Task directions: Write out the whole listing exactly; no images belong in it.

Supplied material:
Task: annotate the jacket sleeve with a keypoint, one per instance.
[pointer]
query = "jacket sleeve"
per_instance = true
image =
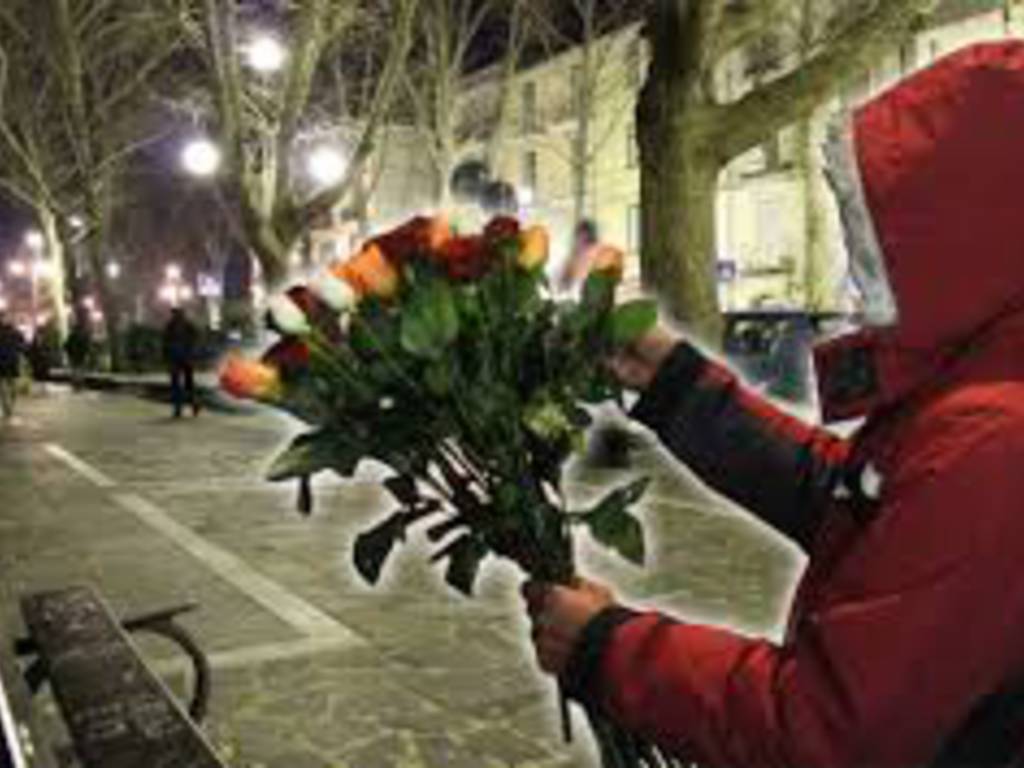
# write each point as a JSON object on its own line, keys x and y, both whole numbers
{"x": 908, "y": 639}
{"x": 771, "y": 463}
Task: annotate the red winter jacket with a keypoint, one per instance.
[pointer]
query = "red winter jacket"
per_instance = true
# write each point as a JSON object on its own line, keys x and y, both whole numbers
{"x": 911, "y": 608}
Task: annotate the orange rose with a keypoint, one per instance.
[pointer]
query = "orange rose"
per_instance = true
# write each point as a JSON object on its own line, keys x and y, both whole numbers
{"x": 534, "y": 247}
{"x": 608, "y": 259}
{"x": 250, "y": 380}
{"x": 369, "y": 272}
{"x": 418, "y": 236}
{"x": 465, "y": 258}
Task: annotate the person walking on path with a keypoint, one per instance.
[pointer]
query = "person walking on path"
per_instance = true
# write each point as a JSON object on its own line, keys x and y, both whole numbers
{"x": 11, "y": 348}
{"x": 78, "y": 347}
{"x": 180, "y": 340}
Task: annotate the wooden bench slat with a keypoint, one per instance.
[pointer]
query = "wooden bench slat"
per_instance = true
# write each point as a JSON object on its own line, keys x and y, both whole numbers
{"x": 119, "y": 714}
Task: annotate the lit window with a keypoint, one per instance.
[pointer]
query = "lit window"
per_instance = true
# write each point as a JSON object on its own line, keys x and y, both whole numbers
{"x": 528, "y": 178}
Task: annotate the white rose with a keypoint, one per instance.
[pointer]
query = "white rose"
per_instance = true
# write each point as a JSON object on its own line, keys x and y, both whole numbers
{"x": 334, "y": 292}
{"x": 288, "y": 317}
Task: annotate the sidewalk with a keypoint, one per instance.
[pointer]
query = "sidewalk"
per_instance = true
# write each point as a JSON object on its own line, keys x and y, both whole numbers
{"x": 155, "y": 386}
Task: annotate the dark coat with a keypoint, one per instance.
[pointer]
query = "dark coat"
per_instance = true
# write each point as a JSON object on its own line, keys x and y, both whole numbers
{"x": 11, "y": 348}
{"x": 180, "y": 341}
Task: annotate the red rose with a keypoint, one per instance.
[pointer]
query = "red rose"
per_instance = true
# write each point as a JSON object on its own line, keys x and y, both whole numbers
{"x": 465, "y": 258}
{"x": 290, "y": 356}
{"x": 501, "y": 227}
{"x": 419, "y": 236}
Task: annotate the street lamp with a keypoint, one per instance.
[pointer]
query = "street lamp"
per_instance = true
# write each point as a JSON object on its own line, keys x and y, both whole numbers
{"x": 326, "y": 165}
{"x": 265, "y": 54}
{"x": 201, "y": 158}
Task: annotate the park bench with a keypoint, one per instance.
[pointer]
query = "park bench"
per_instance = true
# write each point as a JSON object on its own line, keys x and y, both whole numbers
{"x": 117, "y": 711}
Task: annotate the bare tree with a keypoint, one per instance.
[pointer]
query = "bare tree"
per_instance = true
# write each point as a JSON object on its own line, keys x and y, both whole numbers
{"x": 687, "y": 135}
{"x": 602, "y": 82}
{"x": 261, "y": 125}
{"x": 445, "y": 34}
{"x": 72, "y": 115}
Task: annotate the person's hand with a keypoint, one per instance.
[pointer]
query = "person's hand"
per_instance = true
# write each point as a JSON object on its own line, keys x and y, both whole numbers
{"x": 636, "y": 366}
{"x": 559, "y": 614}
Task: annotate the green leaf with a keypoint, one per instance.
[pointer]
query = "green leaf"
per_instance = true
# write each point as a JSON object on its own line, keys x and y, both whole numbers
{"x": 438, "y": 379}
{"x": 465, "y": 557}
{"x": 632, "y": 321}
{"x": 316, "y": 452}
{"x": 373, "y": 547}
{"x": 430, "y": 320}
{"x": 599, "y": 292}
{"x": 611, "y": 524}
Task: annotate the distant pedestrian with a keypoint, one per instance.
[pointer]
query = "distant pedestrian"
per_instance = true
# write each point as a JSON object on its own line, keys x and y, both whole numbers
{"x": 180, "y": 341}
{"x": 609, "y": 441}
{"x": 78, "y": 347}
{"x": 580, "y": 262}
{"x": 11, "y": 348}
{"x": 41, "y": 352}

Completed exercise:
Task: annotate the jacket sleeve with a keypoint, one per instance.
[pointer]
query = "jacket sleeve"
per_instance = true
image =
# write each point as a JSON object on its own line, keys x and y, both whole numbers
{"x": 908, "y": 639}
{"x": 771, "y": 463}
Task: annotate the red winter jacket with a keypoint, one per instance.
[pointer]
query = "red winter jacket"
per_instance = true
# write each point as a JSON object on its own line, keys x and y, both whole numbers
{"x": 911, "y": 608}
Task: annotate the orange rose with a keypoint, one per instance.
[pointer]
query = "orange rose"
per_instance = true
# write each point as a JSON object on its own line, keys x and y, both whole numbers
{"x": 534, "y": 247}
{"x": 608, "y": 259}
{"x": 250, "y": 380}
{"x": 369, "y": 272}
{"x": 418, "y": 236}
{"x": 465, "y": 258}
Task: annotate the person walking on path with a keypoint, one per instance.
[pointer]
query = "person walking on path"
per_instance = true
# write each point as a JSON object on its own line, keys x and y, both whole numbers
{"x": 11, "y": 348}
{"x": 78, "y": 347}
{"x": 180, "y": 340}
Task: annotate the wooden bench slat with a keypoint, one per instance.
[pointer]
query = "wooden bench slat"
per_instance = true
# write each point as a JSON object on its own line, keys x and y, both whole numbers
{"x": 119, "y": 714}
Task: annotate the lit window with a keypoint, one per instance.
[pointer]
query = "lit window"
per_instance = true
# write each point as a JSON object on its own line, keys x and y, both whole numbers
{"x": 528, "y": 178}
Task: annotate the white rose with a keypoint, one per instance.
[pointer]
query = "white rose"
per_instance = true
# write each point as a JSON object on its own line, keys x and y, both whole numbers
{"x": 334, "y": 292}
{"x": 288, "y": 317}
Task: annotate the sidewalk with a keypoint, one per instance.
[pointer]
query = "sidewalk"
per_instance = true
# write each point as a JSON object on its own line, keys x and y, both whole numbers
{"x": 155, "y": 386}
Task: annotate the dark coat with a keypoint, one per instance.
[pointer]
query = "dark coat"
per_instance = true
# write each point as a JSON object on its own line, keys x and y, both whole numbers
{"x": 11, "y": 348}
{"x": 180, "y": 341}
Task: annotate the red rose with a keypoint, one per instance.
[pointer]
query = "red rose"
per_instance = true
# write each point as a JSON object on its own line, keys x and y, both whole numbers
{"x": 465, "y": 258}
{"x": 290, "y": 356}
{"x": 501, "y": 227}
{"x": 419, "y": 236}
Task: annotate the street lamp with a keypoint, one per instance.
[pointer]
query = "street lamp"
per_instance = true
# write each point as a JSON object on its own line, keys x and y, both whole numbers
{"x": 326, "y": 165}
{"x": 265, "y": 54}
{"x": 201, "y": 158}
Task: annotate the park bench with a keypoint, one per instance.
[pointer]
query = "park bench"
per_instance = true
# write each point as a JSON object on its own line, keys x and y, both whole numbers
{"x": 117, "y": 711}
Task: annotate the bare tree with a keypoint, one per instance.
[pointer]
query = "bare tree"
per_instance = true
# write each point as a JSON object on its own line, keys x and y, both whole numbers
{"x": 687, "y": 135}
{"x": 602, "y": 82}
{"x": 261, "y": 125}
{"x": 445, "y": 34}
{"x": 72, "y": 115}
Task: annotate the person's hand with a keypoint, one per instance.
[pointer]
query = "person's hand"
per_instance = true
# write each point as a JSON object on its own line, keys x and y, both whole numbers
{"x": 636, "y": 366}
{"x": 559, "y": 614}
Task: annotate the green leaf with a keypoint, one per instance.
[pointer]
query = "green leaf"
per_instance = true
# write each point as a JSON object on its own line, keys x and y, both whole numbers
{"x": 438, "y": 379}
{"x": 465, "y": 557}
{"x": 632, "y": 321}
{"x": 316, "y": 452}
{"x": 373, "y": 547}
{"x": 430, "y": 320}
{"x": 599, "y": 292}
{"x": 611, "y": 524}
Task: annotate the distant pedestrian with a keypoint, one per instance.
[pointer]
query = "distant pedestrian"
per_instance = true
# write each point as a JSON object on its own line, keys x and y, both whole numbers
{"x": 180, "y": 341}
{"x": 609, "y": 441}
{"x": 78, "y": 347}
{"x": 580, "y": 262}
{"x": 11, "y": 348}
{"x": 41, "y": 352}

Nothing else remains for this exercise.